**** RECORDS FOR PROCESSING
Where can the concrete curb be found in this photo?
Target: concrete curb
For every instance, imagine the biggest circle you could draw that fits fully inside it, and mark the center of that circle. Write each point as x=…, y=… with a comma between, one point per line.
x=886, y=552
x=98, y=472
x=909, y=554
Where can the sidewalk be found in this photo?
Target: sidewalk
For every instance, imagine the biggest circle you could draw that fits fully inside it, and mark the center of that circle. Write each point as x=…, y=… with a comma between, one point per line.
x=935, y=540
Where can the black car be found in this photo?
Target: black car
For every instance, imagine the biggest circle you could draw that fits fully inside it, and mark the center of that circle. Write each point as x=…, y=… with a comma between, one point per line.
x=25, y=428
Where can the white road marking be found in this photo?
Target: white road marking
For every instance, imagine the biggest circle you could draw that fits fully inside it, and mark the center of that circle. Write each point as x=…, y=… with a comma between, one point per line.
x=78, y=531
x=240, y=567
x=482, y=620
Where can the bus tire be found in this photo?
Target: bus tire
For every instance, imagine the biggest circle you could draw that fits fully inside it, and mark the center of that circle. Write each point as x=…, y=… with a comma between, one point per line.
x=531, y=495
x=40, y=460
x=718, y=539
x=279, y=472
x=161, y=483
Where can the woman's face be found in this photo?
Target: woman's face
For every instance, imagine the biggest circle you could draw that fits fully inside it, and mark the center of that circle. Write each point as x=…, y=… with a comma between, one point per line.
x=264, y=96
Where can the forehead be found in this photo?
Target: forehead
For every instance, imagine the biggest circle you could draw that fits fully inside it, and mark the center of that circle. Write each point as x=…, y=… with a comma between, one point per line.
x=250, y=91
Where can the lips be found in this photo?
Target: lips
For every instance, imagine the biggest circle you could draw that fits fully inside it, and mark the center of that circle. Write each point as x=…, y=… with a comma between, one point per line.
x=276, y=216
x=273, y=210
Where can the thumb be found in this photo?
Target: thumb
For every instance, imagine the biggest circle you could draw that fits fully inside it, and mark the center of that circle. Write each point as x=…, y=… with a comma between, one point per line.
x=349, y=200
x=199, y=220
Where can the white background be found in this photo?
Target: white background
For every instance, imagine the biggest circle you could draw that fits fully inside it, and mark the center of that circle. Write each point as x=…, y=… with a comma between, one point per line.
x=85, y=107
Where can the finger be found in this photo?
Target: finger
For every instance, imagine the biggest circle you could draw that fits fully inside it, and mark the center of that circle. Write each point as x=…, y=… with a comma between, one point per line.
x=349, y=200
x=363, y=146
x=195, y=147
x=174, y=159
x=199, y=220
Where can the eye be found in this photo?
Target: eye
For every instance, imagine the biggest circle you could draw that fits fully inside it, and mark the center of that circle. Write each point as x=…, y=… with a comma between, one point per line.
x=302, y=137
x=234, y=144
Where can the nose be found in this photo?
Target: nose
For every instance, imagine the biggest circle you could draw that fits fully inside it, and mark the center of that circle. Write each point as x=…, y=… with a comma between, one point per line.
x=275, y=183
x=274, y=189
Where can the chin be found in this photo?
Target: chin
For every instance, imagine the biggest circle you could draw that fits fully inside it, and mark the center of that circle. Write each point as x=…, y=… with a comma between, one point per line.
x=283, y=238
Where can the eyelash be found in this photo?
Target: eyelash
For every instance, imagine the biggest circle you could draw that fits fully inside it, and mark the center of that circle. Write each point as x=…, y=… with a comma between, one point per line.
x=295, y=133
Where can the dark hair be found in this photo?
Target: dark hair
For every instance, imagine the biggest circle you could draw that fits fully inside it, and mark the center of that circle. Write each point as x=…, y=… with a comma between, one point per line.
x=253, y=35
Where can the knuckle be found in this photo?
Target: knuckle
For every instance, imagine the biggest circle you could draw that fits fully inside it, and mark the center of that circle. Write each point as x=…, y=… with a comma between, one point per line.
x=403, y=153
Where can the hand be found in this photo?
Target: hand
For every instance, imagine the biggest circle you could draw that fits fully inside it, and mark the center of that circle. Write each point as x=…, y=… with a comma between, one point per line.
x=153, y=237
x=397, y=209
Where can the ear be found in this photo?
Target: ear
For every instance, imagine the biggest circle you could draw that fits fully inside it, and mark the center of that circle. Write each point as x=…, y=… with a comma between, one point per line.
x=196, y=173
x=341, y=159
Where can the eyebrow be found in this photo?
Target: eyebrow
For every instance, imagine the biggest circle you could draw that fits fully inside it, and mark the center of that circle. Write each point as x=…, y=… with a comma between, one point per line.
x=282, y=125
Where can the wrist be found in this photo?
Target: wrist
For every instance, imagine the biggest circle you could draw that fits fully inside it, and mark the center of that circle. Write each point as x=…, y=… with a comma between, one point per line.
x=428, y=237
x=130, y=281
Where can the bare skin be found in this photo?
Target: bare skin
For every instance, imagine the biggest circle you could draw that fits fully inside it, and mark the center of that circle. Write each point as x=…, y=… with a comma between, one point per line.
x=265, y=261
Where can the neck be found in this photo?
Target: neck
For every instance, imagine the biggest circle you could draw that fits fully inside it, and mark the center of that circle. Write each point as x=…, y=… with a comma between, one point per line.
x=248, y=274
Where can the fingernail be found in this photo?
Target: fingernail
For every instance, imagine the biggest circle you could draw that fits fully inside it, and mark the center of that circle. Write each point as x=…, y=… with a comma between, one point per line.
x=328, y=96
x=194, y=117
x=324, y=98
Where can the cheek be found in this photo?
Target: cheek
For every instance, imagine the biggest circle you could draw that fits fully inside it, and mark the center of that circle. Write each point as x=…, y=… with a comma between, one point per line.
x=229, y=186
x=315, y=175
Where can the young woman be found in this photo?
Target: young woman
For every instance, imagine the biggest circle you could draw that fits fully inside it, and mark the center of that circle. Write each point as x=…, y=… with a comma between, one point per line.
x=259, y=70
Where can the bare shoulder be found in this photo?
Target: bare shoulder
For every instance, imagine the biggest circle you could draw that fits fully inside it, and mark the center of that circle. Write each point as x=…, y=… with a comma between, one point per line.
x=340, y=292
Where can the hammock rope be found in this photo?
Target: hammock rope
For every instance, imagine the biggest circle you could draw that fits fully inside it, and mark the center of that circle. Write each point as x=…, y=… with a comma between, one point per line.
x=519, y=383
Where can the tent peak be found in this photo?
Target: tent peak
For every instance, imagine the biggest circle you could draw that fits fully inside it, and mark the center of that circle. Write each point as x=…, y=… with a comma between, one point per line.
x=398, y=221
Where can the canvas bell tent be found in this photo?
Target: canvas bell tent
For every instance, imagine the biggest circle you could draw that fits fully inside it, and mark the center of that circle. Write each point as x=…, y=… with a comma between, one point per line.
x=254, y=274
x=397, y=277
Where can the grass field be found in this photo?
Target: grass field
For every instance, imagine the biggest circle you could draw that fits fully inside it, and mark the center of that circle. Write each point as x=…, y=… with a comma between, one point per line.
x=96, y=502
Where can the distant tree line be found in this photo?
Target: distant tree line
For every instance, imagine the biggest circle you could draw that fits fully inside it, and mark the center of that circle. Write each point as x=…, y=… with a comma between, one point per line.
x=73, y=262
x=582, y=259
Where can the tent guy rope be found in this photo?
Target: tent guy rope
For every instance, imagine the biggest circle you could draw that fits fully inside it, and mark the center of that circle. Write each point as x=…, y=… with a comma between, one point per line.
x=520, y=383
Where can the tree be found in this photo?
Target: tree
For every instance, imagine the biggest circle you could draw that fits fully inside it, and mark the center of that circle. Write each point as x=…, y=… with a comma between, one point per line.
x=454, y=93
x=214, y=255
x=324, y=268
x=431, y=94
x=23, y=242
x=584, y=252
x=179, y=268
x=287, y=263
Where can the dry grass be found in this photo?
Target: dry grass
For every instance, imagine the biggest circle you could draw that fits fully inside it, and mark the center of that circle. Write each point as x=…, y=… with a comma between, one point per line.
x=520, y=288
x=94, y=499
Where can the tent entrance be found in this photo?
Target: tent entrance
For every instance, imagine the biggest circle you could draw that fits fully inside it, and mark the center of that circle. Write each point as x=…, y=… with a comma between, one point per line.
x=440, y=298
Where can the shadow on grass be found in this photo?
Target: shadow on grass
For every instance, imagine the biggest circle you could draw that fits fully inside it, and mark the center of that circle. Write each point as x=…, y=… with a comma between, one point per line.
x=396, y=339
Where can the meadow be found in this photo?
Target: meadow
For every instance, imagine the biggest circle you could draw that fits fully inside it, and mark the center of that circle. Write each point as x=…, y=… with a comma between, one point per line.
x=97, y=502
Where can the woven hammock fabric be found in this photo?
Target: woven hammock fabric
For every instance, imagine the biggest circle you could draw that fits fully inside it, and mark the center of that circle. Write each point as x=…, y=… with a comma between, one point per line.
********
◆ STATED TASK ◆
Retype the entries above word for word, beginning at the line that contains "Where can the nose be found in this photo?" and stopping after the line that contains "x=341, y=159".

◆ RESULT ◆
Where can the nose be found in this photo?
Target: nose
For every instance, imagine the biggest circle you could draw that fits fully inside it, and mark the center of that circle. Write each point as x=…, y=… with a comma between, one point per line.
x=275, y=183
x=274, y=189
Where can the chin be found in this photo?
Target: chin
For every instance, imagine the biggest circle you could draw that fits fully inside it, and mark the center of that circle. Write each point as x=…, y=… with a comma between, one point per line.
x=283, y=238
Where can the eyelash be found in this photo?
Target: eyelash
For every instance, imagine the biggest circle you could draw that fits fully inside it, and mark the center of that circle. Write each point as x=…, y=… with a comma between, one point per line.
x=295, y=133
Where can the dark hair be found in this photo?
Target: dark hair
For every instance, imagine the biggest circle you could draw that fits fully inside it, and mark the center of that circle. Write each point as x=…, y=… with a comma between, one point per line.
x=253, y=35
Where can the knuckle be found in this photo?
Target: knuckle
For every instance, imagine the biggest circle you could draw that fits fully inside it, and mark the center of that circle. Write each point as x=…, y=… with a comma between, one point per line.
x=403, y=153
Where can the hand be found in this photo?
Target: hand
For every instance, imagine the biggest circle you could draw that fits fully inside it, and mark the center of that circle. Write each point as x=…, y=… with a comma between, one point per line.
x=153, y=237
x=397, y=209
Where can the ear be found in this photo?
Target: ear
For every instance, imagine the biggest circle you could draw that fits fully inside it, and mark the center of that circle. Write each point as x=…, y=… with a comma between, one point per line.
x=196, y=173
x=341, y=159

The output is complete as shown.